• **REQUIRED WORK**:
Rewrite the items below, substituting "headlamp housing" for each "headlight housing" and leaving every other character untouched.

• **RECORDED INFORMATION**:
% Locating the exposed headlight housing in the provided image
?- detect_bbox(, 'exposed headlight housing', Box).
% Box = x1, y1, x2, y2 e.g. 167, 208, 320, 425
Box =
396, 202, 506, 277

• **TASK OUTPUT**:
% Locating the exposed headlamp housing in the provided image
?- detect_bbox(, 'exposed headlamp housing', Box).
% Box = x1, y1, x2, y2 e.g. 167, 208, 320, 425
Box =
396, 202, 506, 277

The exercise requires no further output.